── Article ──

Les migrants qui passent des États-Unis au Canada par des points de passage non officiels reliant les deux pays n’ont pas été découragés par les changements apportés à l’Entente sur le tiers pays sûrs, après la signature des modifications par Joe Biden et Justin Trudeau.
Des modifications pour réglementer et synchroniser la gestion des migrants
Le vendredi 24 mars, le président américain Joe Biden et le Premier ministre canadien Justin Trudeau ont signé les modifications apportées à l’Entente sur les tiers pays sûrs, qui réglementent et synchronisent les tactiques d’appréhension des migrants.
Toutefois, le lendemain, les journalistes de Reuters ont constaté que le trafic humain autour des différents points de passage non officiels de la frontière terrestre, longue de 6 416 km, n’avait pas diminué de façon notable.
L’accord initial avait été signé en 2002 et était entré en vigueur en 2004. Il prévoyait pour les deux pays un protocole unifié lorsque les migrants entrant dans l’un ou l’autre pays aux sites officiels de passage des frontières devaient être rejetés. Ainsi, les migrants devaient être renvoyés dans le premier pays « sûr » où ils étaient arrivés et y déposer une demande d’asile.
L’effet « involontaire » de cette mesure a été que les réfugiés ont de plus en plus évité les points de contrôle officiels, et ont privilégié des points de passage plus petits et mal surveillés, tels que Roxham Road, qui relie l’État de New York au Québec. Cette stratégie a rendu plus difficile la gestion de la situation par les patrouilles de contrôle des frontières.
Un « programme de création d’emplois pour les passeurs » ?
Auparavant, lorsque les demandeurs d’asile traversaient Roxham Road, ils voulaient se faire prendre par les autorités, car ils savaient que c’était le moyen de déposer une demande de statut de réfugié.

───
── Extrait source ──

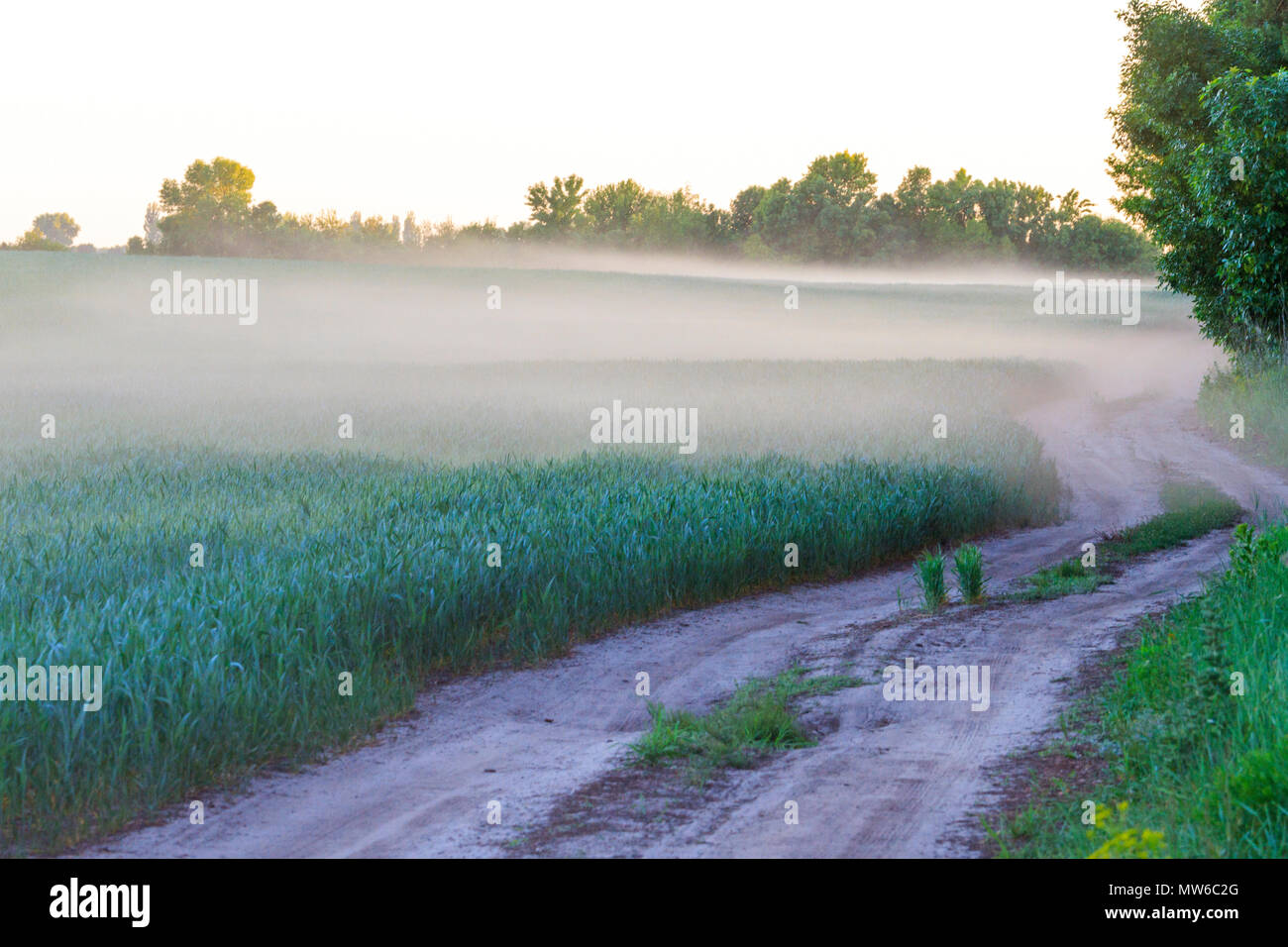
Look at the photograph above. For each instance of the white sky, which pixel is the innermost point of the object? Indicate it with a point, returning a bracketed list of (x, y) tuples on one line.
[(455, 108)]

───

▶ [Vos consignes]
1. D'après l'article sur l'Entente sur les tiers pays sûrs, en quelle année l'accord initial est-il entré en vigueur ?
2. Veuillez rédiger la suite de l'article sur l'Entente sur les tiers pays sûrs à partir de sa dernière phrase.

▶ [Réponses attendues]
1. En 2004.

2.
Néanmoins, en vertu des récentes modifications apportées au traité, toute personne traversant l’ensemble de la frontière et déposant une demande d’asile dans un délai de deux semaines sera déboutée. Toutefois, ce délai de deux semaines obligera probablement les migrants à se cacher et rendra encore plus difficile le contrôle mené par les forces de l’ordre aux frontières.
« Il s’agit simplement d’un programme de création d’emplois pour les passeurs », a commenté Audrey Macklin, professeure de droit à l’université de Toronto, à propos de la nouvelle réglementation.
« Cela va détourner les gens vers des modes d’entrée plus dangereux, plus risqués et plus clandestins sur 6 000 kilomètres de frontière », a précisé Audrey Macklin, ajoutant que si l’objectif de ce changement est de décourager les passages irréguliers, « il échouera tout simplement ».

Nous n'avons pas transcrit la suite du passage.